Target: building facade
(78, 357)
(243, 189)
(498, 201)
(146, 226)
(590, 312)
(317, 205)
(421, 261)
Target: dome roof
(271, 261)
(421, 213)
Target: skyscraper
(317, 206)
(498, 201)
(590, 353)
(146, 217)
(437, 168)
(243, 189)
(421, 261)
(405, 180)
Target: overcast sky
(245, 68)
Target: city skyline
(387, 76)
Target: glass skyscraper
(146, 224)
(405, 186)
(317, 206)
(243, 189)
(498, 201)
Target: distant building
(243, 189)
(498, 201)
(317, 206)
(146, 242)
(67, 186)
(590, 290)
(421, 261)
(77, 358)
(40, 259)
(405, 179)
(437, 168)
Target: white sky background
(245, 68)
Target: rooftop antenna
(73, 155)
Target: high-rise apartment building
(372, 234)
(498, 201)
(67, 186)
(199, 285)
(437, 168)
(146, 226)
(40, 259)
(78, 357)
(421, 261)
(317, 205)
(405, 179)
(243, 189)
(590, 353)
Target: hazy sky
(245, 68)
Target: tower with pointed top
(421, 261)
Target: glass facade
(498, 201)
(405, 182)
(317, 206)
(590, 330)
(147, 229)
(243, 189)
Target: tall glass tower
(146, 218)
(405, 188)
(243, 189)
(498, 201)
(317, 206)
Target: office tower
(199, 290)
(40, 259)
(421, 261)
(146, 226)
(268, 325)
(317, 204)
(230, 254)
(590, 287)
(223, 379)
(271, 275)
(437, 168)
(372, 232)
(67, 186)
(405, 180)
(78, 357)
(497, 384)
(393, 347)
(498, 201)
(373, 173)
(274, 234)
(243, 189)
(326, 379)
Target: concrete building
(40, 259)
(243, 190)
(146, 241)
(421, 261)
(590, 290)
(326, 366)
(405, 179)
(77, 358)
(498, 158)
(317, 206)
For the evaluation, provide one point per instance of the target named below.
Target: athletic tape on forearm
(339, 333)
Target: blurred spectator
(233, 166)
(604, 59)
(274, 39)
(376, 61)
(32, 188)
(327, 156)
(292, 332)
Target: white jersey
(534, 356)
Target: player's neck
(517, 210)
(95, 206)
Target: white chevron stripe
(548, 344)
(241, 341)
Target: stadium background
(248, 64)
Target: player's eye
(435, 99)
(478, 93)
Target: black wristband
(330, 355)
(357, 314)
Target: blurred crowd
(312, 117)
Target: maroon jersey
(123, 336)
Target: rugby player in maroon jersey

..............................

- _Problem description_
Express all of the data above as a JSON list of strings, with one string for each line and any blank lines omitted.

- _Full output_
[
  "Target: building facade",
  "(78, 357)",
  "(243, 189)",
  "(498, 201)",
  "(146, 226)",
  "(590, 312)",
  "(317, 205)",
  "(421, 261)",
  "Target: dome roof",
  "(271, 261)",
  "(421, 213)",
  "Target: skyscraper",
  "(317, 206)",
  "(498, 201)",
  "(590, 353)",
  "(146, 217)",
  "(437, 168)",
  "(243, 189)",
  "(421, 261)",
  "(405, 180)",
  "Target: overcast sky",
  "(245, 68)",
  "Target: city skyline",
  "(387, 76)",
  "Target: glass skyscraper",
  "(146, 224)",
  "(405, 186)",
  "(317, 206)",
  "(243, 189)",
  "(498, 201)",
  "Target: distant building",
  "(243, 189)",
  "(498, 201)",
  "(317, 206)",
  "(146, 242)",
  "(67, 186)",
  "(590, 290)",
  "(421, 261)",
  "(77, 358)",
  "(40, 259)",
  "(405, 179)",
  "(437, 168)",
  "Target: white sky background",
  "(245, 68)",
  "Target: rooftop antenna",
  "(73, 155)",
  "Target: high-rise apartment building",
  "(372, 234)",
  "(498, 201)",
  "(67, 186)",
  "(199, 285)",
  "(437, 168)",
  "(146, 226)",
  "(40, 259)",
  "(78, 357)",
  "(421, 261)",
  "(317, 205)",
  "(405, 179)",
  "(243, 189)",
  "(590, 353)",
  "Target: hazy sky",
  "(245, 68)",
  "Target: tower with pointed top",
  "(421, 261)",
  "Target: glass facade",
  "(498, 201)",
  "(405, 182)",
  "(317, 206)",
  "(590, 330)",
  "(147, 229)",
  "(243, 189)",
  "Target: tall glass tower",
  "(146, 218)",
  "(405, 188)",
  "(243, 189)",
  "(498, 201)",
  "(317, 206)",
  "Target: office tower",
  "(199, 290)",
  "(40, 259)",
  "(421, 261)",
  "(146, 226)",
  "(268, 325)",
  "(317, 204)",
  "(230, 254)",
  "(590, 287)",
  "(223, 379)",
  "(271, 275)",
  "(437, 168)",
  "(372, 232)",
  "(67, 186)",
  "(405, 180)",
  "(78, 357)",
  "(497, 384)",
  "(393, 347)",
  "(498, 201)",
  "(373, 173)",
  "(274, 234)",
  "(243, 189)",
  "(326, 379)",
  "Target: concrete building",
  "(40, 259)",
  "(243, 190)",
  "(146, 241)",
  "(421, 261)",
  "(590, 290)",
  "(326, 366)",
  "(405, 179)",
  "(77, 358)",
  "(498, 158)",
  "(317, 206)",
  "For the evaluation, provide one point per instance of the target named below.",
  "Target: athletic tape on forearm",
  "(339, 333)",
  "Target: blurred spectator",
  "(233, 166)",
  "(604, 59)",
  "(274, 39)",
  "(376, 61)",
  "(32, 188)",
  "(327, 156)",
  "(292, 332)",
  "Target: white jersey",
  "(534, 356)",
  "Target: player's neck",
  "(517, 210)",
  "(95, 206)",
  "Target: white chevron stripe",
  "(548, 344)",
  "(241, 341)",
  "Target: stadium background",
  "(248, 64)",
  "Target: player's eye",
  "(435, 99)",
  "(478, 93)",
  "Target: black wristband",
  "(330, 355)",
  "(357, 314)",
  "Target: blurred crowd",
  "(312, 117)",
  "Target: maroon jersey",
  "(123, 336)",
  "Target: rugby player in maroon jersey"
]